Start of Block

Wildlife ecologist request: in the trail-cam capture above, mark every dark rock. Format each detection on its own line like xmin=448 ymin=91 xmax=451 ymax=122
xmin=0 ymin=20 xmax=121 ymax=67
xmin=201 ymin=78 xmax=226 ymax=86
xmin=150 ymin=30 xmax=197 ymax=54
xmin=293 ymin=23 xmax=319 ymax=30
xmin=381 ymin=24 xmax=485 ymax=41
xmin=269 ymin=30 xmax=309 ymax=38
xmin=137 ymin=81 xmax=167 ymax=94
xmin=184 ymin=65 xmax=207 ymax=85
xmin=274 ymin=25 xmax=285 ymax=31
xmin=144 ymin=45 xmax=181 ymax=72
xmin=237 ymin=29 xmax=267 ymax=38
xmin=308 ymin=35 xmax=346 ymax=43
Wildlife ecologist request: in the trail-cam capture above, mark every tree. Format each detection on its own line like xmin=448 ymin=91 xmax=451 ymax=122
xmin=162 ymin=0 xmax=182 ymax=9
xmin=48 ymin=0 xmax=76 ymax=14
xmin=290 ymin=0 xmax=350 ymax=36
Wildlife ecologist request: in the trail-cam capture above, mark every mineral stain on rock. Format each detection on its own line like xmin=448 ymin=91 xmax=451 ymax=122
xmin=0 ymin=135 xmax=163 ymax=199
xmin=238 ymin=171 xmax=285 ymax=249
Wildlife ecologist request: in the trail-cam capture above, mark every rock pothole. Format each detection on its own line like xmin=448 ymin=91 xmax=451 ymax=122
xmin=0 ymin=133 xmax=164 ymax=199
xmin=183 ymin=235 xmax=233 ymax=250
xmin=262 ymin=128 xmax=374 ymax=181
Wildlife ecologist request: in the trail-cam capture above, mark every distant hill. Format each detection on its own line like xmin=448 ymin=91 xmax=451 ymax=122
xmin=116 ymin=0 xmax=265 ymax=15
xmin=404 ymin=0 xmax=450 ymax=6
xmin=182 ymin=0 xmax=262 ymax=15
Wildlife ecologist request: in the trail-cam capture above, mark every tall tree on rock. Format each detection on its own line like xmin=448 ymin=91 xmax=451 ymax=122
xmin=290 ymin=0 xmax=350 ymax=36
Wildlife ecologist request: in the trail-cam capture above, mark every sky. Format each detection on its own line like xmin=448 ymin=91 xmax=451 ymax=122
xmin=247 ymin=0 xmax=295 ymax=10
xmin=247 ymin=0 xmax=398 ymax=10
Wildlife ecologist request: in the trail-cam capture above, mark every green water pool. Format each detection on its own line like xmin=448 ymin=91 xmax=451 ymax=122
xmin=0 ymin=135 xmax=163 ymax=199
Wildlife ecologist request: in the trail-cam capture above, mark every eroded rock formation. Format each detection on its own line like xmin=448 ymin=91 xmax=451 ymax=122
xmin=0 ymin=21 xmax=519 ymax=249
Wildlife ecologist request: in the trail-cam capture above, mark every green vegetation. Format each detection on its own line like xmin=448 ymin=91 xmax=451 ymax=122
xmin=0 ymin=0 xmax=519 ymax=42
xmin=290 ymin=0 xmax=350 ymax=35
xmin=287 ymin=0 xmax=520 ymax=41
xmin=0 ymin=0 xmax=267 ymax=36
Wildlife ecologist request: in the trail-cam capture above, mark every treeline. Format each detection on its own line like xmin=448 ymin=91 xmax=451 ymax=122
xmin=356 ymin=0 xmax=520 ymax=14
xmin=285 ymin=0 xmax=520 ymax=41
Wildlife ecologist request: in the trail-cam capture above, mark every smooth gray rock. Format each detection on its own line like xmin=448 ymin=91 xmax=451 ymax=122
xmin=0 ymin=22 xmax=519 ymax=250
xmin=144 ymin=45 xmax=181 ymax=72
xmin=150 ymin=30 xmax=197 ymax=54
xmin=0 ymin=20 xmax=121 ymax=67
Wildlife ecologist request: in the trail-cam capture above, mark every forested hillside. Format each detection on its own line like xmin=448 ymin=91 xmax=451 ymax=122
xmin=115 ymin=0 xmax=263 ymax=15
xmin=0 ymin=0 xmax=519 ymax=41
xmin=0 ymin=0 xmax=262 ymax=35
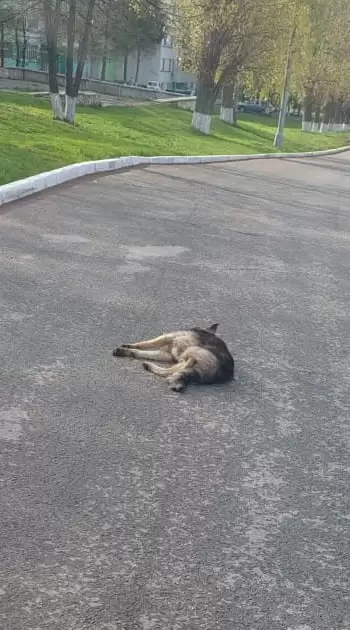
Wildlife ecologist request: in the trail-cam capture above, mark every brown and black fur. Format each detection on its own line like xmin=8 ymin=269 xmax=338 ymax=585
xmin=112 ymin=323 xmax=234 ymax=393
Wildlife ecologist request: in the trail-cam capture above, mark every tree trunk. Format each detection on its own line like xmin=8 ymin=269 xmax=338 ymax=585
xmin=72 ymin=0 xmax=95 ymax=98
xmin=123 ymin=50 xmax=128 ymax=82
xmin=15 ymin=25 xmax=20 ymax=67
xmin=65 ymin=0 xmax=77 ymax=123
xmin=65 ymin=0 xmax=95 ymax=124
xmin=100 ymin=55 xmax=107 ymax=81
xmin=334 ymin=99 xmax=344 ymax=131
xmin=329 ymin=101 xmax=336 ymax=131
xmin=343 ymin=106 xmax=350 ymax=130
xmin=64 ymin=95 xmax=76 ymax=123
xmin=135 ymin=46 xmax=141 ymax=84
xmin=21 ymin=19 xmax=27 ymax=68
xmin=302 ymin=89 xmax=313 ymax=132
xmin=312 ymin=104 xmax=321 ymax=132
xmin=220 ymin=84 xmax=236 ymax=125
xmin=100 ymin=8 xmax=109 ymax=82
xmin=192 ymin=81 xmax=216 ymax=134
xmin=320 ymin=101 xmax=334 ymax=133
xmin=0 ymin=22 xmax=4 ymax=68
xmin=44 ymin=0 xmax=63 ymax=119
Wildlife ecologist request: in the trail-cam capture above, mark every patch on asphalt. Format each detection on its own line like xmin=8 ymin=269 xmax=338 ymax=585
xmin=0 ymin=406 xmax=29 ymax=442
xmin=123 ymin=245 xmax=188 ymax=260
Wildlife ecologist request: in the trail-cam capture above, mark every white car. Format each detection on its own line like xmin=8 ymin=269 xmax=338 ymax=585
xmin=147 ymin=81 xmax=162 ymax=91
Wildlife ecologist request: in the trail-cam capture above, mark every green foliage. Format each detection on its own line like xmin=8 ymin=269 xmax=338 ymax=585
xmin=174 ymin=0 xmax=350 ymax=110
xmin=95 ymin=0 xmax=166 ymax=56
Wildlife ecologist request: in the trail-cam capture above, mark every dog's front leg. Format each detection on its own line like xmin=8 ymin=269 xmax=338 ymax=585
xmin=142 ymin=360 xmax=184 ymax=377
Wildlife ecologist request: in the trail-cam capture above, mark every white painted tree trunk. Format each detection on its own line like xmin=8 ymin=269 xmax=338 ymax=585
xmin=50 ymin=93 xmax=63 ymax=120
xmin=220 ymin=106 xmax=235 ymax=124
xmin=65 ymin=95 xmax=77 ymax=124
xmin=319 ymin=122 xmax=329 ymax=133
xmin=302 ymin=120 xmax=312 ymax=132
xmin=192 ymin=112 xmax=211 ymax=135
xmin=342 ymin=123 xmax=350 ymax=131
xmin=311 ymin=121 xmax=319 ymax=132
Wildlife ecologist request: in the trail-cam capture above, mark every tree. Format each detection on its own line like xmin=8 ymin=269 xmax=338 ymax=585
xmin=42 ymin=0 xmax=97 ymax=123
xmin=174 ymin=0 xmax=281 ymax=134
xmin=95 ymin=0 xmax=165 ymax=84
xmin=97 ymin=0 xmax=113 ymax=81
xmin=175 ymin=0 xmax=224 ymax=133
xmin=243 ymin=0 xmax=350 ymax=136
xmin=132 ymin=2 xmax=165 ymax=84
xmin=43 ymin=0 xmax=64 ymax=119
xmin=0 ymin=1 xmax=17 ymax=67
xmin=64 ymin=0 xmax=96 ymax=123
xmin=1 ymin=0 xmax=36 ymax=69
xmin=0 ymin=17 xmax=4 ymax=68
xmin=15 ymin=18 xmax=21 ymax=66
xmin=14 ymin=16 xmax=28 ymax=67
xmin=41 ymin=0 xmax=164 ymax=123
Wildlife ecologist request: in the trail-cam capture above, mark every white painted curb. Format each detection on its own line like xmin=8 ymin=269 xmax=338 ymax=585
xmin=1 ymin=145 xmax=349 ymax=208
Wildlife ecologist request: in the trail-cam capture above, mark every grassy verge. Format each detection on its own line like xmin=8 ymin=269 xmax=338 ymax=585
xmin=1 ymin=91 xmax=349 ymax=186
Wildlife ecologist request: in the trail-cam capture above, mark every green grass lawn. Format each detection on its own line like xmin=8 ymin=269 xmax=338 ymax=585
xmin=1 ymin=91 xmax=349 ymax=186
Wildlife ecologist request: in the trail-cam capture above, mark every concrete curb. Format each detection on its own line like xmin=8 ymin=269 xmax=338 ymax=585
xmin=1 ymin=145 xmax=349 ymax=207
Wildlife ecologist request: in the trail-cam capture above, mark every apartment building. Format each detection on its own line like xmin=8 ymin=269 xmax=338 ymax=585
xmin=3 ymin=13 xmax=196 ymax=93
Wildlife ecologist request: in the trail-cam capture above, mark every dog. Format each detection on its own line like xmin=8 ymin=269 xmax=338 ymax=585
xmin=112 ymin=323 xmax=234 ymax=392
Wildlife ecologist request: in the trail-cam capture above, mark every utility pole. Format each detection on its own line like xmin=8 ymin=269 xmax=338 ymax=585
xmin=274 ymin=24 xmax=297 ymax=149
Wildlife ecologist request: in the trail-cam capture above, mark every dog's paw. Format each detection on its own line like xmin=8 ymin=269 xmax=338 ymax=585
xmin=169 ymin=381 xmax=185 ymax=393
xmin=142 ymin=362 xmax=151 ymax=372
xmin=113 ymin=346 xmax=130 ymax=357
xmin=120 ymin=343 xmax=132 ymax=348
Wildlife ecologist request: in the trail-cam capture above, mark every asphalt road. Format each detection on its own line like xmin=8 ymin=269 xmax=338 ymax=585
xmin=1 ymin=153 xmax=349 ymax=630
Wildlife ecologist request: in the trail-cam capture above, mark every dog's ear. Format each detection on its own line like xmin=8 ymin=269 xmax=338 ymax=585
xmin=207 ymin=323 xmax=219 ymax=334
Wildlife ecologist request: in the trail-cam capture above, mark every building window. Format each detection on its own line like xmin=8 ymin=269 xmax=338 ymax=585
xmin=27 ymin=16 xmax=39 ymax=30
xmin=161 ymin=57 xmax=173 ymax=72
xmin=162 ymin=36 xmax=173 ymax=48
xmin=161 ymin=58 xmax=173 ymax=72
xmin=27 ymin=44 xmax=39 ymax=60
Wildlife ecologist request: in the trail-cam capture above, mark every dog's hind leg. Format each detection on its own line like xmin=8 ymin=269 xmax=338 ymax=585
xmin=167 ymin=365 xmax=197 ymax=392
xmin=113 ymin=348 xmax=172 ymax=361
xmin=120 ymin=334 xmax=175 ymax=350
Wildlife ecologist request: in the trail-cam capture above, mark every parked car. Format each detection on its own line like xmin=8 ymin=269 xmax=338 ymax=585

End of Block

▶ [About this exercise] Each line from the one containing "mark every building" through the last line of the entries above is to be returned exactly, and no others.

▶ [Solution below]
Wildlife ecologist request: in the trail-cam capture above, mark every building window. Format each detection on its own line like xmin=8 ymin=269 xmax=338 ymax=585
xmin=27 ymin=16 xmax=39 ymax=30
xmin=161 ymin=57 xmax=173 ymax=72
xmin=162 ymin=36 xmax=173 ymax=48
xmin=161 ymin=58 xmax=173 ymax=72
xmin=27 ymin=44 xmax=39 ymax=60
Wildlife ecologist request: in the trail-cam capture above, mark every dog's hind leg. Format each detection on its own line like xmin=8 ymin=269 xmax=338 ymax=585
xmin=167 ymin=365 xmax=197 ymax=392
xmin=113 ymin=348 xmax=172 ymax=361
xmin=120 ymin=334 xmax=175 ymax=350
Wildlife ecologist request: in the trail-cam capture above, mark every parked car. Format each detection on its own line like xmin=8 ymin=269 xmax=338 ymax=585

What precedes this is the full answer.